= PARTS OF THE EXERCISE =
1. Transcribe the House of Lords debate text word for word, from "I call noble" down to "withdraw his amendment.".
2. In the House of Lords debate text, what does the speaker say the recent "uneasy peace" on refugees is essentially based on?
3. Resume the House of Lords debate text after its final sentence and carry it forward.

━━ TEXT SECTION ━━

It is I think best to let the sleeping dogs of my noble friend Lord Strathclyde lie, so I shall skate over the very concerning question of how financial privilege would apply under this amendment to the powers to correct deficiencies in the customs Bill.
I call noble Lords’ attention back to the crucial importance of the ability to exercise the powers in the sanctions Bill at speed and the additional information requirements added to that Bill. Even if parallel changes were to be made to this Bill, these would be tailored to the specifics of this Bill.
I stress the Government’s commitment to proper scrutiny of the powers under this Bill; they are a unique, time-limited solution to a unique problem. None of this, however, should be a reason to render irrelevant any specificities of scrutiny that this House has insisted on in other Acts. I therefore urge the noble Lord to withdraw his amendment.
My Lords, I believe that the noble Baroness, Lady Stroud, was absolutely right to say that respect for family life lies at the heart of this matter. That in particular was the basis for the regulation we are looking at, Dublin III, and this provision, which is talking about those unaccompanied adults and children from outside who wish to join a family member who is already here in order to make the application. It is about respect for family life as well as seeking to give the benefit of the asylum application under the convention, to which we are, after all, already parties. So without elaborating and with great respect to what has been said by everyone who has spoken so far, I too support the amendment.
My Lords, it is a great shame that there is not more of a consensus between the two—or three—parties on the issue of refugees. We have debated it much over the years. Recently, we have got to what I would loosely call an uneasy peace, which is essentially based on my noble friend Lord Dubs’s Section 67 and Dublin III. That has produced modest numbers, but there are very real numbers of people meeting very real problems.
The noble and learned Baroness, Lady Butler-Sloss, put her finger on it. The rights individuals have as a result of Dublin III must be maintained. I hope the Minister will be able to assure us that the Government will either accept these amendments or make a very firm commitment to assure us that, one way or another, the effect of Dublin III will be maintained after Brexit.

━━━
━━ PROVIDED DATA ━━

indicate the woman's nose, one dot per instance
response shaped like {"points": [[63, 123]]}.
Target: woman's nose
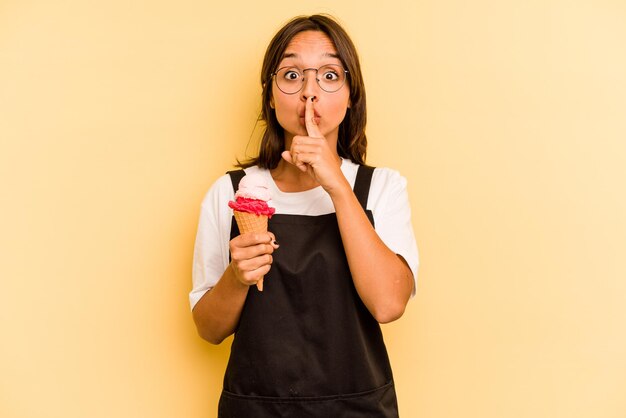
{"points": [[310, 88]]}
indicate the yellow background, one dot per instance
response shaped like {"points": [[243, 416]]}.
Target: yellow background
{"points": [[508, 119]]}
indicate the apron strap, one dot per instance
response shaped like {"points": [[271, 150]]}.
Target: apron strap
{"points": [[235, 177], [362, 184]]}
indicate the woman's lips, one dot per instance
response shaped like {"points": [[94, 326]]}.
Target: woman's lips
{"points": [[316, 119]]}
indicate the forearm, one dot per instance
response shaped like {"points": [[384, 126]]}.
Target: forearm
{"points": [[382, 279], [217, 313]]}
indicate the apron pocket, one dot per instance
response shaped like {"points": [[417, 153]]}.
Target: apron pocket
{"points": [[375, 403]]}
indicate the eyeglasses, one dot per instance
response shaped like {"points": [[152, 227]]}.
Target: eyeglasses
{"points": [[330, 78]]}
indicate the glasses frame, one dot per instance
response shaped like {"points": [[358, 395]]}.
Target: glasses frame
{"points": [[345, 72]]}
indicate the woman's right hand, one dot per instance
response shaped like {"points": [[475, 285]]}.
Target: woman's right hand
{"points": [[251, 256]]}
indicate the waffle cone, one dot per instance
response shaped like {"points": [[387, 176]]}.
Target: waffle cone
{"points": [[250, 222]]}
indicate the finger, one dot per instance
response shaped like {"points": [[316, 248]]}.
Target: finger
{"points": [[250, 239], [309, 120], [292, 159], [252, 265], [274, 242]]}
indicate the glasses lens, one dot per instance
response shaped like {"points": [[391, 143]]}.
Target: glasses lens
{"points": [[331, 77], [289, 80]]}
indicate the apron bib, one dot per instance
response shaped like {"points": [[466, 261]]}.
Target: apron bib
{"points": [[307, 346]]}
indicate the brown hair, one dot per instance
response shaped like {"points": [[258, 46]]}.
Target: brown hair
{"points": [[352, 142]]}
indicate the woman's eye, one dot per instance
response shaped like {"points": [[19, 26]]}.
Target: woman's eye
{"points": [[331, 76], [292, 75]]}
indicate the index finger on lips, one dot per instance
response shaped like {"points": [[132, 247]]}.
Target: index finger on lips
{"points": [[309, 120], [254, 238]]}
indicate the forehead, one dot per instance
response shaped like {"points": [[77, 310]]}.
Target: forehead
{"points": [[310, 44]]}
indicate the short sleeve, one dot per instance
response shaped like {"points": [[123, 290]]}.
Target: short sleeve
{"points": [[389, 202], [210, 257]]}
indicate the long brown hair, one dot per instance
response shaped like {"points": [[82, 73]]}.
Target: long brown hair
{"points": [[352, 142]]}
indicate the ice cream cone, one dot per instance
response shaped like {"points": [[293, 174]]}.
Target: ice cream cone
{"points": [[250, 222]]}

━━━
━━ PROVIDED DATA ━━

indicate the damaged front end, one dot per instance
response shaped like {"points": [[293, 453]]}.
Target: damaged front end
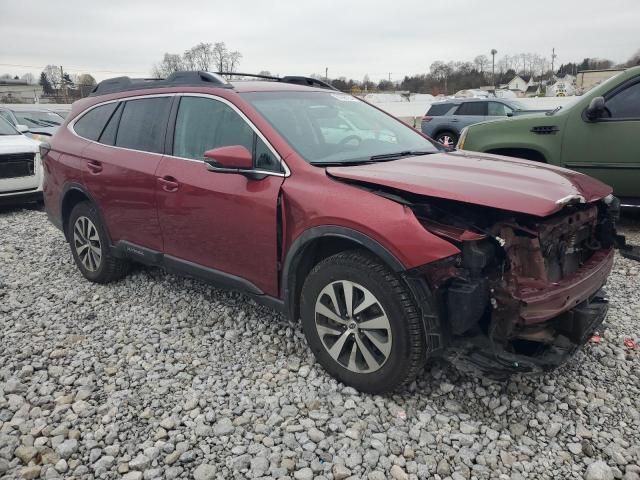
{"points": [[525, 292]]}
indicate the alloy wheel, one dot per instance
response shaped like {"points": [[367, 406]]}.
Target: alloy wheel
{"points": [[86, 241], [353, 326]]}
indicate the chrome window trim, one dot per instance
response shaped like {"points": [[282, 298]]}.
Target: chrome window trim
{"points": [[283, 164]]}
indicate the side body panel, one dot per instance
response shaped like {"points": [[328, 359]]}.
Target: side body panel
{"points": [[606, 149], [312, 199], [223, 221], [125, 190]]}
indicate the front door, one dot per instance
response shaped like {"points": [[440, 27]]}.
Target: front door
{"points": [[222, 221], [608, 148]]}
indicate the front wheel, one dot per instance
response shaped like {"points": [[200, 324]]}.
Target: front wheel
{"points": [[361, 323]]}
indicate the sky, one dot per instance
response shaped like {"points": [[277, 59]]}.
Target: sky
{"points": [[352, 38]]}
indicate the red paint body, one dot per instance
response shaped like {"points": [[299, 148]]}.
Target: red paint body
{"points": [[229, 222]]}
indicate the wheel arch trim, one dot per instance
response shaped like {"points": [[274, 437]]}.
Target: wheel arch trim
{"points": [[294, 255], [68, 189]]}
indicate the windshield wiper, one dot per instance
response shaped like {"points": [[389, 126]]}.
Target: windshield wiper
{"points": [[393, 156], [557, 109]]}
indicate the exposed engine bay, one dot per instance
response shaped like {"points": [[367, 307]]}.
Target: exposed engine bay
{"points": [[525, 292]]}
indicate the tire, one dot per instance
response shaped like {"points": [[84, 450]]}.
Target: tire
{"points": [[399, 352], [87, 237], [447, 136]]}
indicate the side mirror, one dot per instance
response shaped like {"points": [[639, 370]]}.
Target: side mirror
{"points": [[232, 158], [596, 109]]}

━━━
━━ PROVIDED DATA ━━

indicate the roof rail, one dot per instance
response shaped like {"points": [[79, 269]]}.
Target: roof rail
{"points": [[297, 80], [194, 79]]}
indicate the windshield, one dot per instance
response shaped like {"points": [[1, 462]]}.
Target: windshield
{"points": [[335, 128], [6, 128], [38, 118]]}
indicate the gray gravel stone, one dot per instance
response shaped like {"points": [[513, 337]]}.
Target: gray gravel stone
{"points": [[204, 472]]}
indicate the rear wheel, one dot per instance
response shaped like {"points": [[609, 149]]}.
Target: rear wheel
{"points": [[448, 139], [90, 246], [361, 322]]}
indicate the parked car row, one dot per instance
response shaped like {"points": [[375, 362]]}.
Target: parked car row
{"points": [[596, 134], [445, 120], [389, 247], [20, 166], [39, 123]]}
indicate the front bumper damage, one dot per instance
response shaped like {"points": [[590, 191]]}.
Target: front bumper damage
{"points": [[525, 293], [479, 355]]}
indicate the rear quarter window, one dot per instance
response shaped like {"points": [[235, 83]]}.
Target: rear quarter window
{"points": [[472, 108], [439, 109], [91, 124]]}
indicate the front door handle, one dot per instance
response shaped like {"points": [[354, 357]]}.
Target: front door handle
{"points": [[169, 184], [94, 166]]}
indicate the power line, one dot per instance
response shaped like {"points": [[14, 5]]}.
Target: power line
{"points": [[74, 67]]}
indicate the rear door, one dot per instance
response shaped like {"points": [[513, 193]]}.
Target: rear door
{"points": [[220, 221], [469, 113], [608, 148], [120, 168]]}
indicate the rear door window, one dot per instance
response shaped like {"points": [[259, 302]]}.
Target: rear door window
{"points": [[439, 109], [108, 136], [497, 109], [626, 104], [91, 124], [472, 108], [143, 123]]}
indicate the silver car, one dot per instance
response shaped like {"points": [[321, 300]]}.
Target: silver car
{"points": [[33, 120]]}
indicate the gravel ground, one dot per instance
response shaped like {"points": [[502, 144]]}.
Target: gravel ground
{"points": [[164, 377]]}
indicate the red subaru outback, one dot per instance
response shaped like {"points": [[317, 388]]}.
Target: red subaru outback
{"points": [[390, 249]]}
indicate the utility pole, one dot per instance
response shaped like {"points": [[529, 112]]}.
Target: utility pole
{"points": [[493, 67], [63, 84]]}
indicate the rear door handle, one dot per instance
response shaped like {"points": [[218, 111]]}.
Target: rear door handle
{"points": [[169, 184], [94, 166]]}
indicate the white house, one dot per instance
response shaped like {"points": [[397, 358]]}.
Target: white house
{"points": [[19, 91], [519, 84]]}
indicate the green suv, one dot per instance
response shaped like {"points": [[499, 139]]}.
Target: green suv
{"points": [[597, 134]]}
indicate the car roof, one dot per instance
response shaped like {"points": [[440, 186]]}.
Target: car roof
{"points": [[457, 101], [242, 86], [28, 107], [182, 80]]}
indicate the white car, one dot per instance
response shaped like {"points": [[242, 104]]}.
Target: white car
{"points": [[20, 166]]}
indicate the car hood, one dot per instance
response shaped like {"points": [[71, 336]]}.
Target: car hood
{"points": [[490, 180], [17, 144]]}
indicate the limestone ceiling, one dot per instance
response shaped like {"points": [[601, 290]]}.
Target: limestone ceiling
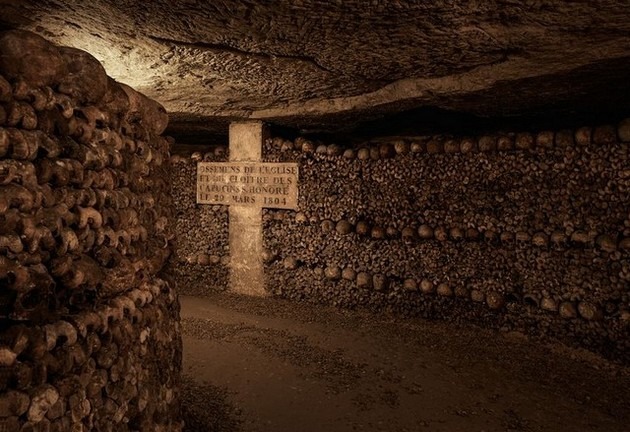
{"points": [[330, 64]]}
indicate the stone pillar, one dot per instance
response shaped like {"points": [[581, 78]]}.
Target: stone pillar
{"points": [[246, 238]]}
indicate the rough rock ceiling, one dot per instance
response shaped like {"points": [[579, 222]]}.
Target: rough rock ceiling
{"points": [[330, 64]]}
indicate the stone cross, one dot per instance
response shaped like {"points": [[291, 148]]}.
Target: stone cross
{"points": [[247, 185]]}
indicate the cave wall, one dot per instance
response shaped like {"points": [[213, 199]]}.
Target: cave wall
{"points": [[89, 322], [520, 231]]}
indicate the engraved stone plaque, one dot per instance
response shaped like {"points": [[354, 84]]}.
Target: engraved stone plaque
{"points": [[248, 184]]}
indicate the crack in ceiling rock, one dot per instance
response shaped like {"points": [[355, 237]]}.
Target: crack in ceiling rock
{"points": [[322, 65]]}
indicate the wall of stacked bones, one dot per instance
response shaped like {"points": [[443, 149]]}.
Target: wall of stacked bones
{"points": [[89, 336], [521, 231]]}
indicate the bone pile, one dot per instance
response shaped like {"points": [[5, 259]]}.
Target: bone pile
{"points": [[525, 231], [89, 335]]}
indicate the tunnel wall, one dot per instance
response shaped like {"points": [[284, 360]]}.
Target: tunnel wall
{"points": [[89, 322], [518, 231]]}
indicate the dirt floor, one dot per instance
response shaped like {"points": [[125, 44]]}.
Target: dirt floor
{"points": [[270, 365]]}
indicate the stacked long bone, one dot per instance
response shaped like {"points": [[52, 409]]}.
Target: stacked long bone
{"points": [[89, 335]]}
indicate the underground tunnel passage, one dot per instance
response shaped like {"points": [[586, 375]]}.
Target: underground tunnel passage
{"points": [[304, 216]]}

━━━

= ANSWERS BELOW =
1.
I call noble Lords’ attention back to the crucial importance of the ability to exercise the powers in the sanctions Bill at speed and the additional information requirements added to that Bill. Even if parallel changes were to be made to this Bill, these would be tailored to the specifics of this Bill.
I stress the Government’s commitment to proper scrutiny of the powers under this Bill; they are a unique, time-limited solution to a unique problem. None of this, however, should be a reason to render irrelevant any specificities of scrutiny that this House has insisted on in other Acts. I therefore urge the noble Lord to withdraw his amendment.

2. It is essentially based on Lord Dubs's Section 67 and Dublin III.

3.
I thank noble Lords who have contributed to this evening’s debate, particularly the noble Lord, Lord Dubs. I think the word “noble” is appropriate in so many different ways in the manner that we have been discussing this matter this evening.
It is a number of years since I worked for the Scottish Refugee Council. At that time, I was struck by a number of challenges experienced by those fleeing and seeking refuge across the globe. I was very much aware of the challenges experienced by refugees and asylum seekers; I draw a distinction between the two, as does the law. My frustrations were also manifest as a Member of the European Parliament at how the Dublin regulations were discussed, ultimately moved towards law and, frankly, not enforced in the manner in which I believe they should have been across the EU. While we often look towards Brussels for leadership in these areas, quite often we are disappointed by what happens when we move from the high words which can be found in certain of the discussions towards the realities of delivery, which can be quite different.
I particularly thank my noble friend Lady Stroud, who has again helped us realise some of the realities which we face. She is right to point out one of the greater challenges, which is finding unaccompanied minors in a difficult situation which they have not chosen to be in.
I turn specifically to the amendment. Noble Lords will be pleased that my noble friend Lady Williams is in her place beside me. I believe that on a number of occasions she has affirmed the Government’s commitment to ongoing support for those who are seeking asylum or who fall under the refugee convention. However, we must remember that the Dublin regulation is not, and never has been, a route for family reunification. It is a mechanism to determine the member state responsible for consideration of an asylum claim. Dublin confers no long-term right to remain in an EU state, whether on the grounds of family relationship or on any other basis. If someone is transferred under Dublin to the UK to join an asylum-seeking family member, should that asylum claim fail, they can be removed to their home country. In the UK, around 60% of those who claim asylum are found not to need protection.
The Dublin regulation rules are fundamentally different from the family reunion procedure in the Immigration Rules, which allows refugees under the Geneva convention, or recipients of humanitarian protection, to bring their close family members to the UK, where they are entitled to leave to remain. Furthermore, the Dublin regulation does not create refugee family reunion rights because it deals with asylum seekers, not refugees. Once a person is recognised as a refugee in the EU, they are no longer in scope of the Dublin system and the family unity provisions in the regulation do not apply.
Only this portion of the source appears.